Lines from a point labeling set
┄┄┄┄┄┄┄┄┄┄

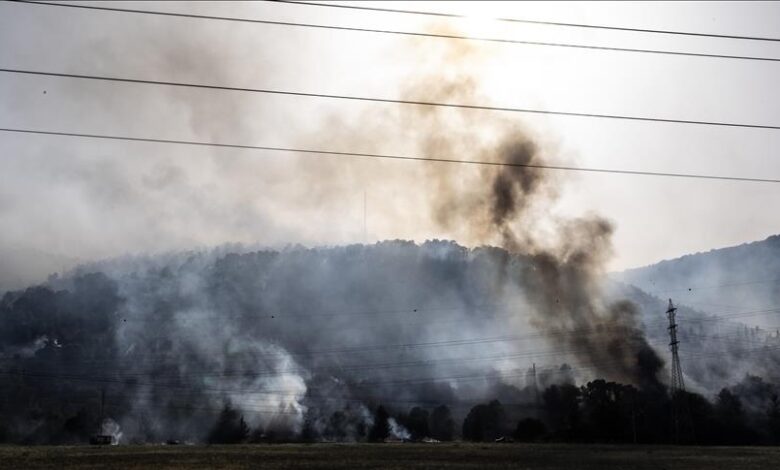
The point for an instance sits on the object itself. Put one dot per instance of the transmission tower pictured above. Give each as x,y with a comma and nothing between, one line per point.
677,383
682,424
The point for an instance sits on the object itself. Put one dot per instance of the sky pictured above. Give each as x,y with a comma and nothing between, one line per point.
65,201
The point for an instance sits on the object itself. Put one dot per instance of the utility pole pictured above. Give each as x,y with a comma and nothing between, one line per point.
677,383
679,400
536,386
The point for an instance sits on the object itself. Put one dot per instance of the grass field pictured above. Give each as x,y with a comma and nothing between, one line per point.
391,456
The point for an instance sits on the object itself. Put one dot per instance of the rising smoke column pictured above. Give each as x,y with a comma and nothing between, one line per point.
509,206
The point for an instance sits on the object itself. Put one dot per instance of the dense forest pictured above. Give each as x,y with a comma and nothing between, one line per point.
441,343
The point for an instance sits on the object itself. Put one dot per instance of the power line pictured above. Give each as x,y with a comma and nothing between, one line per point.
387,100
526,21
385,156
404,33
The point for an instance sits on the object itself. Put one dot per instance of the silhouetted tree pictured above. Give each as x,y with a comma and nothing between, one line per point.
731,419
529,430
773,416
485,422
442,426
417,423
381,428
561,405
230,428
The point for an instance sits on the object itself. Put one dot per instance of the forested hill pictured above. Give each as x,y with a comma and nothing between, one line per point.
744,278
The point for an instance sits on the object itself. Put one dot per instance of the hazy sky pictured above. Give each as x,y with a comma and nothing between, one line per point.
66,200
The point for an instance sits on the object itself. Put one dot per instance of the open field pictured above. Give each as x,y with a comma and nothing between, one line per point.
391,456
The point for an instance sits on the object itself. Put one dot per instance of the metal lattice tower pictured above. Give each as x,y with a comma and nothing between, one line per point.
677,383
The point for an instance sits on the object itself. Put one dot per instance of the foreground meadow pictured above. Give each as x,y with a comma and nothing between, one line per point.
391,456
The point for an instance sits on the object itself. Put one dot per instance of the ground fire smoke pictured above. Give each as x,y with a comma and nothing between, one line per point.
310,341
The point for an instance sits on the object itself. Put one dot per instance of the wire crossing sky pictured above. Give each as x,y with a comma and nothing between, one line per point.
245,73
409,33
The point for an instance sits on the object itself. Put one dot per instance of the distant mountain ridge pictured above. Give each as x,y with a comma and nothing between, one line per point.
736,279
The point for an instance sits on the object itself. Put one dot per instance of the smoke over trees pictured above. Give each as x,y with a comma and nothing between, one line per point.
175,340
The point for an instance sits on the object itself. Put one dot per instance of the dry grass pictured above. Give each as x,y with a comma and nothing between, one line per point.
391,456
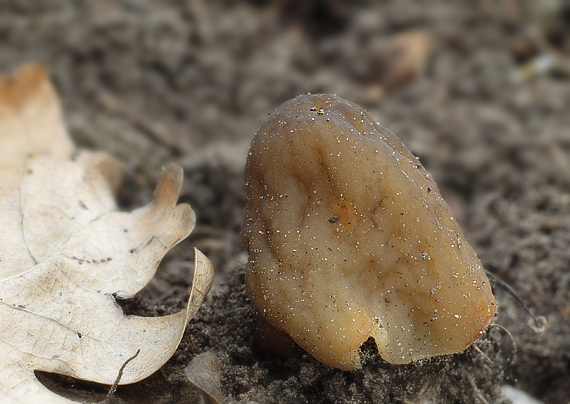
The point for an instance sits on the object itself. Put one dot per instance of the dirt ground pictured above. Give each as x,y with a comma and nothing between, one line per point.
188,82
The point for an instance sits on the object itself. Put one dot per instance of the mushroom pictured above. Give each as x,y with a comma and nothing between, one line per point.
349,238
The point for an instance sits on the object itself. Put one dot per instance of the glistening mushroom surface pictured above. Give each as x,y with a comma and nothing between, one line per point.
348,237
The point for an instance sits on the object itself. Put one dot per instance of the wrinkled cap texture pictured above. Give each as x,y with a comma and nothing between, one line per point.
349,238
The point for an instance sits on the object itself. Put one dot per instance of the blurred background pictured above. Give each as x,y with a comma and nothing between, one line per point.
478,90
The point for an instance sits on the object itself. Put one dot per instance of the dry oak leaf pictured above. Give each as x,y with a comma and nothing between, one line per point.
65,252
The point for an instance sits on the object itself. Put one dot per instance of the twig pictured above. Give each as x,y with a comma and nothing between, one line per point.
109,398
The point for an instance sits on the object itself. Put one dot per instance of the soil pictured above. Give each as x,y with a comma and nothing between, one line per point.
188,83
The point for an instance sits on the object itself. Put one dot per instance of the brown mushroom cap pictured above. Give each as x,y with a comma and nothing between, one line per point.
348,237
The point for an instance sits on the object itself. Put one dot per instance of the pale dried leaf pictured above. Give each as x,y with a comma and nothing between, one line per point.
204,372
65,251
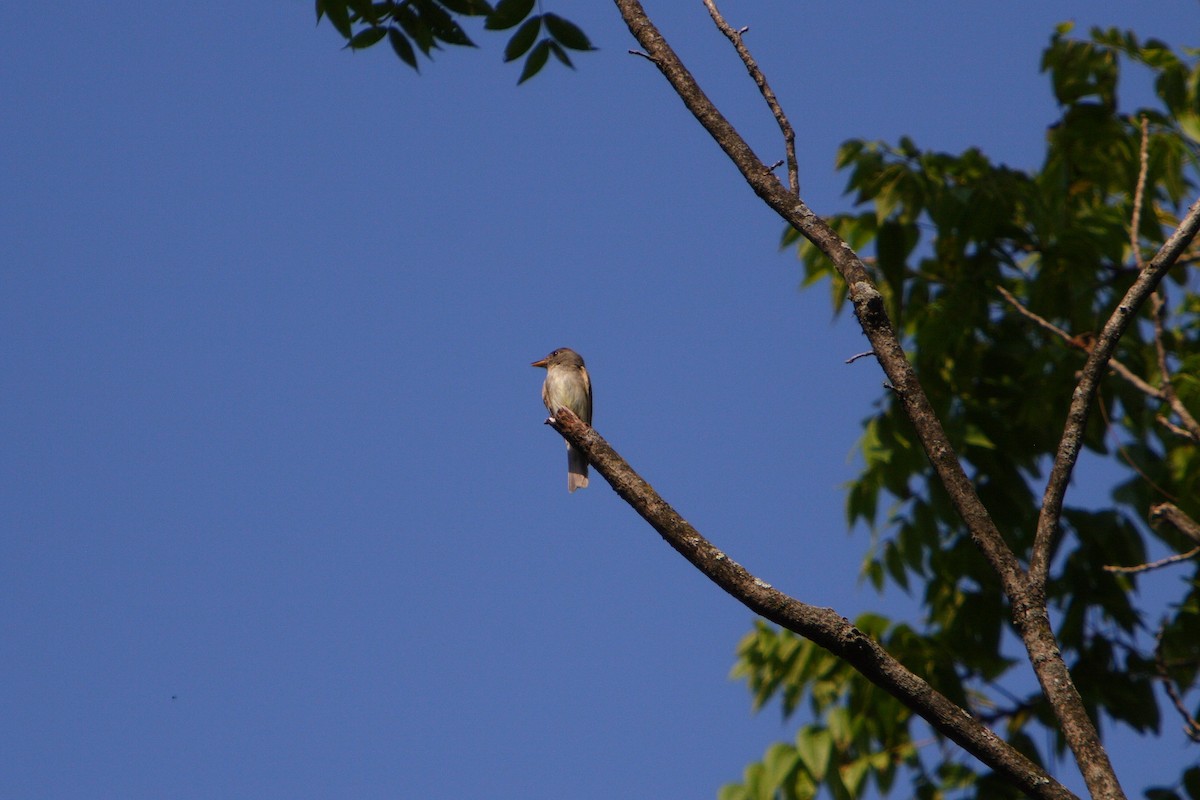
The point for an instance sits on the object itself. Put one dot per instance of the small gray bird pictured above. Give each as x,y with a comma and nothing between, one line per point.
568,384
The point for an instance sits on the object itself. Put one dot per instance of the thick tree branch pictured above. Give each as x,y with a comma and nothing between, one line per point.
785,127
1089,383
1080,343
1027,600
823,626
865,298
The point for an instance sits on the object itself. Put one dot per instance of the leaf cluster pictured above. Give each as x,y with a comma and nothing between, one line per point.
424,25
949,234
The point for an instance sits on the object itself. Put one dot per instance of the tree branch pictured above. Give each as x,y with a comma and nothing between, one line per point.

┄┄┄┄┄┄┄┄┄┄

▸ Aim
Rewrite every line from the one containing "of the leaf" through the final line, with the requests included. Offset each coordinate in the answers by -47.

▸ Solved exercise
The point for an instance sits on the object itself. Put one dot per instance of the leaf cluster pictured above. Give each as x,y with a comma and nothing between, one line per point.
377,-22
902,187
The point for an instance sits on the object itself. Put one dot per instance of the tree branch pictured above. Give each as x,y with a comma and nothing between, one line per point.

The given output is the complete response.